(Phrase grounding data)
----

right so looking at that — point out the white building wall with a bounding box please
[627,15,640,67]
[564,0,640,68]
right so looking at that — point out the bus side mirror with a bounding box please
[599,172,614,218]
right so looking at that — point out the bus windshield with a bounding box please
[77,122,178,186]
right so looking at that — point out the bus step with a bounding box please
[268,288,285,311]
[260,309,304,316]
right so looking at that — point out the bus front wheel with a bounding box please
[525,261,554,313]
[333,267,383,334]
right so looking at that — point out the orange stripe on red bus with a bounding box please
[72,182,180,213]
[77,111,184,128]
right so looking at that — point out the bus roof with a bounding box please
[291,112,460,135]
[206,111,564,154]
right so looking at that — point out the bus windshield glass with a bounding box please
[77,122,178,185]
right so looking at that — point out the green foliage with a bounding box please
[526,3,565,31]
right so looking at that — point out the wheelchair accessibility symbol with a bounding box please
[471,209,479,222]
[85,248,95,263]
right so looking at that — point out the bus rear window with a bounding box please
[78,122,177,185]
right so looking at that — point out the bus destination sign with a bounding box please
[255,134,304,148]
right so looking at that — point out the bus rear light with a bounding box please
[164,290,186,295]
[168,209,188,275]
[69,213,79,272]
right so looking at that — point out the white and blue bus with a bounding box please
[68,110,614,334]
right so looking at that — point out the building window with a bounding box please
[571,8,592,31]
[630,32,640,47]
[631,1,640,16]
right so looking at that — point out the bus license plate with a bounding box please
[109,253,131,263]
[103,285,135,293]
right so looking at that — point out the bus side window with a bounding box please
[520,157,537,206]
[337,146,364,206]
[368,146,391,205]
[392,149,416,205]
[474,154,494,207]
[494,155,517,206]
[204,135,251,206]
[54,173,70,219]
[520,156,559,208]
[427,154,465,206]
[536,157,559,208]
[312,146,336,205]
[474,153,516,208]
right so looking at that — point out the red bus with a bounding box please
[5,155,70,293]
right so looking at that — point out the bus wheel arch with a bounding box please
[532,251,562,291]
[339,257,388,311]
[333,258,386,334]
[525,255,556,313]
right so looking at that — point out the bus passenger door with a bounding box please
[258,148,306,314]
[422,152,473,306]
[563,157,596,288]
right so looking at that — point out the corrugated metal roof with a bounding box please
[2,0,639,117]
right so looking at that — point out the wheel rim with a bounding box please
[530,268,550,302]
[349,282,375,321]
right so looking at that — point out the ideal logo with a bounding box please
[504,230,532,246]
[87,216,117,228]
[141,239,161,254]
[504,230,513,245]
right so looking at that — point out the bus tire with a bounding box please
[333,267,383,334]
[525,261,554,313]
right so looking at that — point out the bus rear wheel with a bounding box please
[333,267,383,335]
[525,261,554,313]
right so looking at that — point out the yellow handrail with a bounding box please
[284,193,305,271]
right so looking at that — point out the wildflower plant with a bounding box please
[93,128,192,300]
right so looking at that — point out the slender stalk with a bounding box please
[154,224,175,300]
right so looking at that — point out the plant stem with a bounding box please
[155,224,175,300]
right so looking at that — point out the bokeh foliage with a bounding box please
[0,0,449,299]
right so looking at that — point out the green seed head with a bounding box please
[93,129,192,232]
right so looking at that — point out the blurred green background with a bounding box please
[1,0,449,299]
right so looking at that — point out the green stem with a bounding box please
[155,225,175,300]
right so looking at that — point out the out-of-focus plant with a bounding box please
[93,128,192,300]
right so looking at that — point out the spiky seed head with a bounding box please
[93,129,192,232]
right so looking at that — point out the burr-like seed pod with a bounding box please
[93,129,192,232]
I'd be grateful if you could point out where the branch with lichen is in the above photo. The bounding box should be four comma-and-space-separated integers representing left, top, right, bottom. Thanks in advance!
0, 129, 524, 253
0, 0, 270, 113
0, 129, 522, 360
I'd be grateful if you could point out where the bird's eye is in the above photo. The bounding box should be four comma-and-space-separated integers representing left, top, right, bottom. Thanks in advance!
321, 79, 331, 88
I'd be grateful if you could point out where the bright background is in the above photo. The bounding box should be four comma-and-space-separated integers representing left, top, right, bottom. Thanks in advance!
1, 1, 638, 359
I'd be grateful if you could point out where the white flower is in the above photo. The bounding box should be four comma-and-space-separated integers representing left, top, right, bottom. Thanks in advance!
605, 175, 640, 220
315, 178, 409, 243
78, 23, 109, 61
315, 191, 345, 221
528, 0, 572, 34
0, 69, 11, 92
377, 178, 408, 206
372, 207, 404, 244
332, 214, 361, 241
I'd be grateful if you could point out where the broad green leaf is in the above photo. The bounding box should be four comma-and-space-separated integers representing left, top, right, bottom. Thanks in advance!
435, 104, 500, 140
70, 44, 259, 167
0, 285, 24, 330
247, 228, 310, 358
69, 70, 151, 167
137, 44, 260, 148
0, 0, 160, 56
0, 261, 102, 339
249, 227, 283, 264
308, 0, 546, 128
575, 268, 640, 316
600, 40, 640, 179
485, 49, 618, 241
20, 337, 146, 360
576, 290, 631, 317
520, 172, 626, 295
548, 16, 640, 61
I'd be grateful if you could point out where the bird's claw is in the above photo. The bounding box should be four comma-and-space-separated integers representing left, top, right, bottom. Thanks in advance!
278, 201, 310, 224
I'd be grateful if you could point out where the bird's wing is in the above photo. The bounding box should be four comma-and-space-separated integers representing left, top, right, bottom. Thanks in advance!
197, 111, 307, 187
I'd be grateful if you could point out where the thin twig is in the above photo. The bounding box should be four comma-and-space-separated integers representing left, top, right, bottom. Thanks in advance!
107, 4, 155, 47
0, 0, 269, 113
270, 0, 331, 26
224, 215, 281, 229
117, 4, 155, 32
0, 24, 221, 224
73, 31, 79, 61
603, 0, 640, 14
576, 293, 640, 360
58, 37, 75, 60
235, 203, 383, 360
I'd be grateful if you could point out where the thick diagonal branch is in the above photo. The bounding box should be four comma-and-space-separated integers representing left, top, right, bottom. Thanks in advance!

----

All records shown above are to be reproduced without any alteration.

right so looking at that — point out the white building wall with a bounding box please
[627,15,640,67]
[564,0,640,68]
right so looking at that — point out the bus side mirror with a bounding box please
[599,172,614,218]
right so looking at that — point out the bus windshield with a bounding box please
[77,122,178,186]
right so looking at that — point out the bus step with a bounding box please
[268,288,285,311]
[260,309,304,316]
right so looking at that — point out the bus front wheel with a bounding box please
[525,261,554,313]
[333,267,383,334]
right so looking at that — point out the orange stripe on red bus with a bounding box please
[72,182,180,213]
[77,111,184,128]
right so looking at that — point out the bus roof with a bounding box please
[291,112,460,135]
[206,111,564,154]
right so looking at that — point out the bus windshield glass with a bounding box please
[77,122,178,185]
right so looking at that — point out the green foliage with a bounding box please
[526,3,565,31]
right so looking at that — point out the wheelchair accessibility symbol with a bounding box please
[471,209,479,222]
[85,248,95,263]
right so looking at that — point out the bus rear window with a bounding box please
[78,122,177,185]
right so looking at that — point out the bus destination sign with a bounding box please
[255,134,304,148]
right so looking at that — point out the bus rear light with a bounding box please
[164,290,186,295]
[168,209,188,275]
[69,213,79,272]
right so looking at that — point out the white and blue bus with a bounding box please
[68,110,614,334]
right so looking at that — point out the building window with a bounding box please
[571,8,592,31]
[630,32,640,47]
[631,1,640,16]
right so looking at that — point out the bus license plate with a bounding box please
[109,253,131,263]
[103,285,135,293]
right so looking at that — point out the bus side window with a bounding box please
[520,157,537,206]
[337,146,364,206]
[368,146,391,205]
[392,149,416,205]
[474,154,494,207]
[494,155,517,206]
[204,135,251,206]
[54,173,70,219]
[520,156,559,208]
[427,154,465,206]
[536,157,559,208]
[312,146,336,205]
[474,153,516,208]
right so looking at that — point out the red bus with a bounding box please
[5,155,70,293]
right so looking at that — point out the bus wheel arch with a bounding box please
[532,251,562,291]
[339,257,388,311]
[333,258,386,334]
[525,255,556,313]
right so looking at that — point out the bus passenger door with a bounding box please
[258,148,306,314]
[422,152,473,306]
[563,157,596,288]
right so looking at that — point out the corrugated metal roof with a bounding box please
[2,0,639,117]
right so looking at that — point out the wheel rim with a bounding box please
[530,268,550,302]
[349,282,375,321]
right so looking at that — point out the ideal logo with a bounding box please
[504,230,532,246]
[87,216,117,228]
[141,239,161,254]
[504,230,513,245]
right so looking at that — point out the bus tire with a bounding box please
[333,267,383,334]
[525,261,554,313]
right so looking at that — point out the bus rear wheel with a bounding box please
[333,267,383,335]
[525,261,554,313]
right so looking at that — point out the yellow handrail with a bounding box please
[284,193,305,271]
right so looking at that — point out the wildflower plant with a bounding box please
[93,128,192,300]
right so looking at that — point out the slender stalk with a bounding box please
[154,224,175,300]
right so looking at that — point out the plant stem with a bounding box please
[155,224,175,300]
right so looking at that — point out the bokeh foliage with a bounding box please
[0,0,449,299]
right so looking at that — point out the green seed head with a bounding box please
[93,129,192,232]
right so looking at that — point out the blurred green background with a bounding box please
[1,0,449,299]
right so looking at that — point out the green stem with a bounding box please
[155,225,175,300]
right so looking at that — point out the out-of-focus plant with a bounding box please
[93,128,192,300]
right so looking at that — point out the spiky seed head with a bounding box please
[93,129,192,232]
right so looking at that — point out the burr-like seed pod with a bounding box please
[93,129,192,232]
I'd be grateful if you could point out where the branch with lichen is in the above photo. The bounding box should be four comma-and-space-separated integers representing left, top, right, bottom. Thanks in advance!
0, 129, 524, 253
0, 0, 270, 113
0, 129, 522, 360
I'd be grateful if you could point out where the bird's eye is in the above photo. The bounding box should be four comma-and-space-separated integers representing left, top, right, bottom. Thanks in advance!
321, 79, 331, 88
I'd be grateful if you could point out where the bright background is in the above photo. The bounding box should be four comma-and-space-separated integers representing left, top, right, bottom. Thanks in advance!
1, 1, 638, 359
I'd be grateful if you could point out where the white flower is in the above photo. The bounding box should be four comma-and-space-separated integers representing left, top, right, bottom. Thanks in advance!
605, 175, 640, 220
315, 178, 409, 243
78, 23, 109, 61
315, 191, 345, 221
528, 0, 572, 34
0, 69, 11, 92
377, 178, 408, 206
372, 207, 404, 244
332, 214, 361, 241
I'd be grateful if you could point out where the broad green leaf is in the above photo. The bounding box should be four comma-and-space-separated integers representing left, top, right, bottom. Thanks in advance!
435, 104, 500, 140
70, 44, 259, 167
0, 285, 24, 330
247, 228, 310, 358
69, 70, 151, 167
137, 44, 260, 148
0, 0, 160, 56
0, 261, 102, 339
249, 227, 283, 264
308, 0, 546, 128
575, 268, 640, 316
600, 40, 640, 179
485, 49, 618, 241
20, 337, 146, 360
576, 290, 631, 317
520, 172, 626, 295
548, 16, 640, 61
I'd be grateful if you could point out where the bird's claw is in the above photo. The bounding box should be four comma-and-space-separated integers representing left, top, right, bottom. Thanks in advance!
278, 201, 310, 224
I'd be grateful if you could point out where the bird's wing is in the above photo. The bounding box should be four comma-and-space-separated integers representing left, top, right, bottom. Thanks in advance!
197, 111, 307, 187
I'd be grateful if you could point out where the thin twig is in the above photo. The bounding box should be four comma-and-space-separated integers representing left, top, right, bottom. Thanks in advance!
107, 4, 155, 47
0, 0, 269, 113
270, 0, 331, 26
224, 215, 281, 229
117, 4, 155, 32
0, 24, 221, 224
73, 31, 79, 61
603, 0, 640, 14
576, 293, 640, 360
58, 37, 75, 60
235, 203, 383, 360
I'd be grateful if you could point out where the thick diagonal branch is in the above photo. The bounding box should be four comma-and-space-separated integers representing left, top, right, bottom. Thanks in advance!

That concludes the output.